Goals –
[A] Quote, word for word, the part of the I-35 extension passage that opens with the words containing "The I-35 project has" and closes with "through 26th Avenue East.".
[B] Extend the I-35 extension passage, picking up right after its final sentence.

Provided passage –
┄┄┄┄┄┄┄┄┄┄

The I-35 project has an extensive history, which we will only broadly outline here. In 1958, the state requested federal approval to extend I-35 from Mesaba Avenue to 68th Avenue East. A few months later, the federal authorities approved the extension only to 10th Avenue East. In the early 1970's four major studies were conducted relating to the transportation problems within the city of Duluth. One of those studies, the Eckbo Corridor Study Report, established certain traffic movement objectives for Duluth. The Environmental Impact/Section 4(f) Statement, which was initially drafted and circulated for comment in 1973 and was given final approval by federal authorities in 1977, adopted these traffic movement objectives as the goals and objectives of the I-35 project. In November 1977, federal authorities approved the construction of I-35 through 26th Avenue East.


The Minnesota Environmental Quality Board approved the section of the state Environmental Impact Statement for Mesaba Avenue to 10th Avenue East in February 1978 and approved the section concerning 10th Avenue East to 26th Avenue East in May 1983. In January 1984, the Duluth city council withdrew its prior approval of I-35's extension to 26th Avenue East. The Mayor vetoed the council's decision, and the council, in turn, overrode the veto. The Minnesota legislature, however, directed the Minnesota Commissioner of Transportation to extend I-35 from 10th Avenue East to 26th Avenue East. See Minn.Stat.Ann. Secs. 161.12, 161.1245(4), (West 1986).


Ringsred then brought this action against the Secretary of the United States Department of Transportation, the Administrator of the Federal Highway Administration, the Commissioner of the Minnesota Department of Transportation, the Minnesota Department of Transportation District Engineer for the Duluth area, and the City of Duluth. The narrow task of the district court was to ensure the adequacy of the Final Environmental Impact/Section 4(f) Statement (FEIS) without substituting the court's judgment for that of the agency. Minnesota Pub. Interest Research Group v. Butz, 541 F.2d 1292, 1301 (8th Cir.1976), cert. denied, 430 U.S. 922, 97 S.Ct. 1340, 51 L.Ed.2d 601 (1977). On appeal, Ringsred bears the burden of showing that the district court's findings accepting the adequacy of the Statement and the permissibility of the decision to proceed with construction were clearly erroneous. Sierra Club v. Froehlke, 534 F.2d 1289, 1300-01 (8th Cir.1976); Sierra Club v. Morton, 510 F.2d 813, 818 (5th Cir.1975).

┄┄┄┄┄┄┄┄┄┄

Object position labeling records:
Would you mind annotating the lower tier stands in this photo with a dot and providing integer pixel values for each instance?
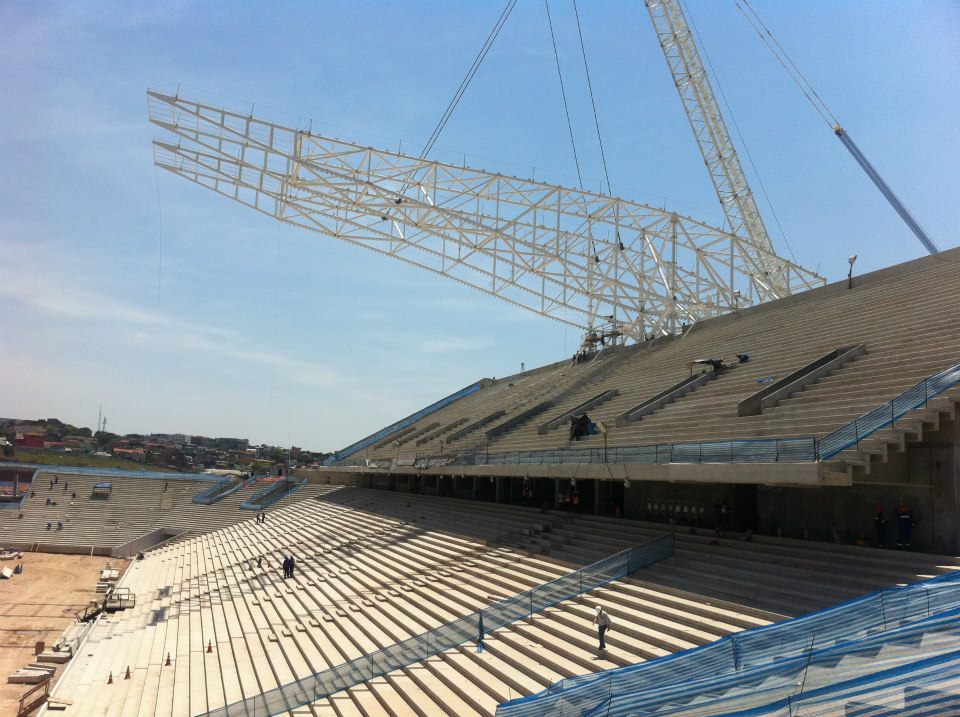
(215, 622)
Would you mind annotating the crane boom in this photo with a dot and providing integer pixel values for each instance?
(716, 146)
(566, 254)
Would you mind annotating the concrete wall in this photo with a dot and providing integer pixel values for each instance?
(926, 479)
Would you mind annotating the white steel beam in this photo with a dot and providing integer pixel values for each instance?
(573, 256)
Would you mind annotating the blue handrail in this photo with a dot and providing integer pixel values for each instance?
(402, 423)
(887, 414)
(465, 629)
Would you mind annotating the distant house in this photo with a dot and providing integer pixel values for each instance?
(133, 454)
(30, 440)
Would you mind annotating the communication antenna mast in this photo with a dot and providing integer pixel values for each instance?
(716, 146)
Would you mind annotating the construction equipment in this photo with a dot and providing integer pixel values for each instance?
(578, 257)
(716, 146)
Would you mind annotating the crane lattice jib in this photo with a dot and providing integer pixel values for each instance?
(715, 144)
(573, 256)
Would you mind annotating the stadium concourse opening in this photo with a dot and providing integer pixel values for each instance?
(846, 405)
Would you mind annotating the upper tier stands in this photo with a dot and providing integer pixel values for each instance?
(375, 567)
(908, 317)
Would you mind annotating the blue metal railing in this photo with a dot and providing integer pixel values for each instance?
(738, 656)
(118, 472)
(213, 494)
(402, 423)
(271, 494)
(452, 634)
(803, 449)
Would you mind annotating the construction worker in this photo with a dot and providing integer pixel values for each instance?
(880, 524)
(904, 527)
(603, 623)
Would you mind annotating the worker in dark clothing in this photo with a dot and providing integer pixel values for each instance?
(880, 524)
(904, 527)
(603, 623)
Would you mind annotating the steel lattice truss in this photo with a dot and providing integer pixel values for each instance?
(713, 138)
(574, 256)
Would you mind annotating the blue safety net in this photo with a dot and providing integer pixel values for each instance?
(470, 628)
(763, 666)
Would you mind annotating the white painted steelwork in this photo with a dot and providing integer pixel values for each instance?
(581, 258)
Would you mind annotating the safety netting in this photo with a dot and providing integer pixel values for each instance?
(865, 653)
(470, 628)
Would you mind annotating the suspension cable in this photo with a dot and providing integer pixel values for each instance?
(477, 61)
(563, 92)
(736, 127)
(768, 39)
(593, 104)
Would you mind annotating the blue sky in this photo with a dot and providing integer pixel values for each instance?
(177, 310)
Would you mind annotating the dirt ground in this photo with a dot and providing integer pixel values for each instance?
(38, 605)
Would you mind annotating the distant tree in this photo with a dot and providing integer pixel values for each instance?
(105, 437)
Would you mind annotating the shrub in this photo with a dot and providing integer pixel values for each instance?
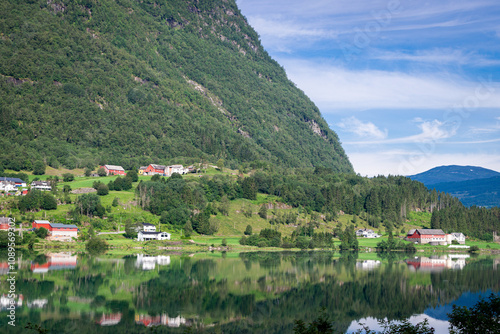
(248, 230)
(96, 245)
(41, 232)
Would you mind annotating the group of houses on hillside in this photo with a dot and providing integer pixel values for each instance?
(162, 170)
(434, 237)
(14, 186)
(152, 169)
(148, 233)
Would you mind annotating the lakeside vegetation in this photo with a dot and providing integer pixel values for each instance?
(305, 208)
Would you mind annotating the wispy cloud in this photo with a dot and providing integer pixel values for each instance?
(362, 129)
(377, 163)
(430, 131)
(439, 56)
(335, 88)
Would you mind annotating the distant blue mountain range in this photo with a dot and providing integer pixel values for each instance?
(471, 184)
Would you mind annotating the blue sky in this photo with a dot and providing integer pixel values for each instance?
(407, 85)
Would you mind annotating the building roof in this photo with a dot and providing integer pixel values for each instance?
(152, 233)
(12, 179)
(40, 183)
(113, 167)
(58, 225)
(157, 166)
(430, 231)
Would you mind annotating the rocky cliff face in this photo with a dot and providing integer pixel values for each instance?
(130, 83)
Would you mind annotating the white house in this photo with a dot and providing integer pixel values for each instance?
(147, 227)
(146, 236)
(7, 186)
(459, 237)
(366, 233)
(179, 169)
(41, 185)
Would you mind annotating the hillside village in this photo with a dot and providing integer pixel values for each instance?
(148, 231)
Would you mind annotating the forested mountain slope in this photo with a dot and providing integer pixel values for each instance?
(133, 82)
(453, 173)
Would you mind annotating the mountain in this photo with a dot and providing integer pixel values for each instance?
(470, 184)
(127, 82)
(479, 192)
(453, 173)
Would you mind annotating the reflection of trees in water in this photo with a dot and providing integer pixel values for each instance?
(284, 291)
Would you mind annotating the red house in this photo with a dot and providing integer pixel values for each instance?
(57, 231)
(155, 169)
(114, 170)
(427, 236)
(4, 223)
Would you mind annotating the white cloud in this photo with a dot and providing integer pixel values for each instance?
(409, 163)
(335, 88)
(437, 56)
(362, 129)
(430, 131)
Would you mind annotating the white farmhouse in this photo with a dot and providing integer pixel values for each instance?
(146, 236)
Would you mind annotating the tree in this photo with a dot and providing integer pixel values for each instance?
(220, 164)
(96, 245)
(41, 232)
(188, 229)
(101, 172)
(263, 211)
(483, 317)
(102, 189)
(248, 230)
(49, 202)
(39, 168)
(133, 175)
(131, 229)
(68, 177)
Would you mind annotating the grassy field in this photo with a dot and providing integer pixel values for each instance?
(231, 227)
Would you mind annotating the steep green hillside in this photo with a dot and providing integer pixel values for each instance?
(132, 82)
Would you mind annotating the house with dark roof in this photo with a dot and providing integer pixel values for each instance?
(57, 231)
(146, 236)
(428, 236)
(114, 170)
(41, 185)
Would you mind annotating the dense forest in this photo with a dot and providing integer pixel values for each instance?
(86, 82)
(380, 202)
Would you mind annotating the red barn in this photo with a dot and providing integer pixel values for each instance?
(58, 231)
(155, 169)
(427, 236)
(4, 223)
(114, 170)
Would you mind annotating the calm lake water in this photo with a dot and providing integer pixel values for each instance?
(237, 293)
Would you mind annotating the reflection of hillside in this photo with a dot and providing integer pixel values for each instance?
(109, 319)
(147, 262)
(260, 292)
(159, 320)
(55, 261)
(437, 263)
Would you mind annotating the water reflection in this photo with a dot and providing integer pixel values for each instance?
(256, 292)
(438, 262)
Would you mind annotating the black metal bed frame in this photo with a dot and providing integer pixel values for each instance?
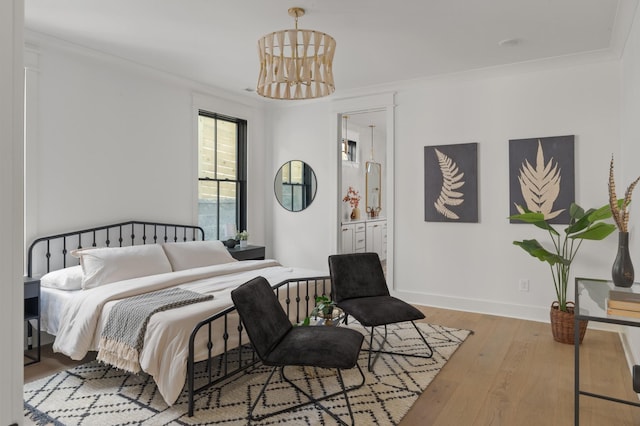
(297, 295)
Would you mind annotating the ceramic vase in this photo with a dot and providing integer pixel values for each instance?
(355, 214)
(622, 270)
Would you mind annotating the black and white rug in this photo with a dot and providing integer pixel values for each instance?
(95, 394)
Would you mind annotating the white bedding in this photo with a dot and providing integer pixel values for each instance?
(165, 351)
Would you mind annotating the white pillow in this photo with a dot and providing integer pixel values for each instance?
(107, 265)
(195, 254)
(63, 279)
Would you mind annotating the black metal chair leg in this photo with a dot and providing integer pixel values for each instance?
(346, 397)
(384, 341)
(316, 401)
(255, 403)
(424, 339)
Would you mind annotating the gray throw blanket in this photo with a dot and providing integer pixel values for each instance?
(123, 335)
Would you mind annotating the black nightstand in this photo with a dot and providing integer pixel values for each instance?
(32, 312)
(247, 253)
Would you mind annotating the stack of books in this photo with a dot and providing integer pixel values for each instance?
(623, 303)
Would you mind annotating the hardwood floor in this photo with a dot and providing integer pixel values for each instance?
(512, 372)
(509, 372)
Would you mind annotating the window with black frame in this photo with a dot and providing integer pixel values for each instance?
(222, 193)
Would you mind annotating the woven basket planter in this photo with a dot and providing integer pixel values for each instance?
(562, 324)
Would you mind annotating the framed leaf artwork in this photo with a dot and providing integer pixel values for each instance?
(542, 176)
(451, 183)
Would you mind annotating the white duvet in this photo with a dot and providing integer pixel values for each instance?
(165, 351)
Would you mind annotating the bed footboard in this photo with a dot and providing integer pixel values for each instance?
(236, 354)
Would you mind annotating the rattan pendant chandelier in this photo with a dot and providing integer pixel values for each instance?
(296, 64)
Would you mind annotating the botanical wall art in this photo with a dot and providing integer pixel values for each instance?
(541, 176)
(451, 183)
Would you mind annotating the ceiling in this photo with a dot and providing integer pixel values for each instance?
(378, 41)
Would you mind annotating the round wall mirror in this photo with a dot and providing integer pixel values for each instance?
(295, 185)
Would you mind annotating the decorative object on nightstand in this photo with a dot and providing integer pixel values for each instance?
(32, 313)
(230, 243)
(622, 270)
(584, 225)
(250, 252)
(243, 237)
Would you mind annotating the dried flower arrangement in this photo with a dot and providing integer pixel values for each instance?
(620, 208)
(352, 197)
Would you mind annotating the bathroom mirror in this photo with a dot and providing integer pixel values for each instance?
(373, 187)
(295, 185)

┄┄┄┄┄┄┄┄┄┄

Results of the tasks –
[A]
The I-35 project has an extensive history, which we will only broadly outline here. In 1958, the state requested federal approval to extend I-35 from Mesaba Avenue to 68th Avenue East. A few months later, the federal authorities approved the extension only to 10th Avenue East. In the early 1970's four major studies were conducted relating to the transportation problems within the city of Duluth. One of those studies, the Eckbo Corridor Study Report, established certain traffic movement objectives for Duluth. The Environmental Impact/Section 4(f) Statement, which was initially drafted and circulated for comment in 1973 and was given final approval by federal authorities in 1977, adopted these traffic movement objectives as the goals and objectives of the I-35 project. In November 1977, federal authorities approved the construction of I-35 through 26th Avenue East.

[B]
Before the Secretary of Transportation can approve the use of publicly owned parkland or any land of historic significance, she must find that there is no feasible or prudent alternative to such use, and that all planning has been done to minimize the harm to such property. See 49 U.S.C. Sec. 303(c). The burden of proof is on Ringsred to show by a preponderance of the evidence that the Secretary acted improperly in approving the use of protected property. Louisiana Envtl. Soc'y, Inc. v. Dole, 707 F.2d 116, 119 (5th Cir.1983). The district court, reviewing the Secretary's decision based on the whole administrative record, applied the test enunciated in Citizens to Preserve Overton Park, Inc. v. Volpe, 401 U.S. 402, 91 S.Ct. 814, 28 L.Ed.2d 136 (1971), the leading case interpreting section 4(f)'s requirements. Overton Park instructs the reviewing court to accord the Secretary's decision a "presumption of regularity," but nonetheless to engage in a "thorough, probing, in-depth review." Id. at 415, 91 S.Ct. at 823.


The first question in the Overton Park analysis is whether the Secretary acted within the scope of her authority. Id. In making this inquiry, the reviewing court must consider "whether the Secretary properly construed [her] authority to approve the use of parkland as limited to situations where there are no feasible alternative routes or where feasible alternative routes involve uniquely difficult problems," id. at 416, 91 S.Ct. at 823, and whether the Secretary could have reasonably believed that no such alternatives existed. Id. The second question is "whether the decision was based on a consideration of the relevant factors and whether there has been a clear error in judgment." Id. The third and final question is whether the necessary procedural requirements were met. Id. at 417, 91 S.Ct. at 824. In this case we are concerned only with the first two issues, as Ringsred has not alleged that the Secretary did not follow the correct procedures, and the district court, upon its own examination, found no procedural deficiencies.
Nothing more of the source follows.